### Required actions
- A) According to the Dáil debate excerpt, how much will the Haddington Road agreement measures further cut the public service pay and pensions bill by 2016?
- B) Retype the Dáil debate excerpt from "I ask the Minister" up to and including "of that agreement.".

--- START OF Selected extract ---

Dáil Éireann Debate, Thursday - 10 April 2014

Thursday, 10 April 2014

Questions (5)

Joe Higgins

Question:

5. Deputy Joe Higgins asked the Minister for Public Expenditure and Reform if he will report on the implementation of the Haddington Road agreement. [16812/14]

View answer

Oral answers (6 contributions)

I ask the Minister for Public Expenditure and Reform to report on the implementation of the Haddington Road agreement and outline the real effects of that agreement.

As the House will be aware, the measures negotiated under the Haddington Road agreement will deliver a further reduction of €1 billion in the public service pay and pensions bill by 2016. The focus of public service management is now firmly on the delivery of the required level of savings and there has been significant progress in the implementation of the agreement at various levels.

The Cabinet Committee on Public Service Reform, chaired by the Taoiseach, meets regularly to review, among other public service reform issues, progress on the implementation of the Haddington Road agreement. In addition, officials in my Department represent public service management on the agreement's oversight group, which is charged with addressing issues of implementation and interpretation under the agreement as they arise.

In terms of cost reduction, almost €300 million in savings, arising from the implementation of various measures under the agreement, was incorporated into the various Votes in the context of the Revised Estimates for last year. The measures and reforms implemented helped to ensure that spending remained in line with profile and resulted in Ireland delivering on our fiscal targets for last year, enabling us to exit the troika programme.

Furthermore, the full-year impact of the measures implemented in 2013 has been incorporated into the respective Votes for 2014. In addition, a number of other measures which will deliver additional savings this year and beyond, such as the deferral of increment progression, have also been incorporated into all Votes as appropriate.

The effects of the Haddington Road agreement are now becoming obvious in the form of a deterioration of public services from the point of view of ordinary people and are destructive of public services. The recent Prime Time exposé of a crisis in the ambulance service shows that it is not possible to take thousands of workers from public services, including the health service, and still expect to have a comprehensive service for our people.

Does the Minister agree that trade unions now rue the collective agreements in the local authority sector under the Haddington Road agreement given that the Government is now taking hundreds of long-term unemployed people and will compel them into forced labour with local authorities through the gateway scheme, working 19.5 hours for €20 a week? They will earn €1.03 an hour doing crucial work, such as village enhancement schemes, landscaping, control of animals, libraries, which should be done by people with full-time properly paid jobs with decent conditions. Instead the Government is forcing people, who are unfortunate to be long-term unemployed because no real jobs are being created, into this type of forced labour.

--- END OF Selected extract ---
--- START OF Record list ---

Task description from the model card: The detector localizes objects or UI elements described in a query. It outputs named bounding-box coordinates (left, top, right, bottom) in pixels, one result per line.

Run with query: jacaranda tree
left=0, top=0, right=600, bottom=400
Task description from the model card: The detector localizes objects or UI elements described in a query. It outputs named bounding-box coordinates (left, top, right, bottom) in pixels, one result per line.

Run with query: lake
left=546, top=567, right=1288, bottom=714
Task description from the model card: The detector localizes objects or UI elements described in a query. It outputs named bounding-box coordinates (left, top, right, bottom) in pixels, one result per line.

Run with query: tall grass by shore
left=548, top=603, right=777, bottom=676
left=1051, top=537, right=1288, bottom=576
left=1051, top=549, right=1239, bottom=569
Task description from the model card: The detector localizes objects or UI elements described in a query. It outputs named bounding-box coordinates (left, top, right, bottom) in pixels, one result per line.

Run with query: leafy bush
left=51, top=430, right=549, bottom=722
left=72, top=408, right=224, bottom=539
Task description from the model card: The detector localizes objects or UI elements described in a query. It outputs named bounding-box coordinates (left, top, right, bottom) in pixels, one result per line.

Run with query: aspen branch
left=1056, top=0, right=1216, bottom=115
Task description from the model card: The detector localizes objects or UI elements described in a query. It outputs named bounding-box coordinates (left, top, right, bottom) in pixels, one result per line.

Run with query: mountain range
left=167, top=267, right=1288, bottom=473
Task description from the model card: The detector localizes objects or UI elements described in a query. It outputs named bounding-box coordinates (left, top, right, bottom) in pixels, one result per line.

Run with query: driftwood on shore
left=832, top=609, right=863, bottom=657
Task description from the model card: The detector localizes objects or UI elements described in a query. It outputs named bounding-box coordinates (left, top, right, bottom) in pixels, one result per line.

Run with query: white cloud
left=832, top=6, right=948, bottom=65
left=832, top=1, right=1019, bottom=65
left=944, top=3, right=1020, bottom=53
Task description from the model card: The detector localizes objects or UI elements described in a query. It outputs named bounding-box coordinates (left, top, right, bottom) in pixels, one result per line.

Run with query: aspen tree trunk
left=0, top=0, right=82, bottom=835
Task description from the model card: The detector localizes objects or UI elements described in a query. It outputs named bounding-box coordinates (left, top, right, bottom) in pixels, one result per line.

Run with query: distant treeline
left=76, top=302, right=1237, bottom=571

--- END OF Record list ---

### Correct answers
- A) €1 billion.

- B)
I ask the Minister for Public Expenditure and Reform to report on the implementation of the Haddington Road agreement and outline the real effects of that agreement.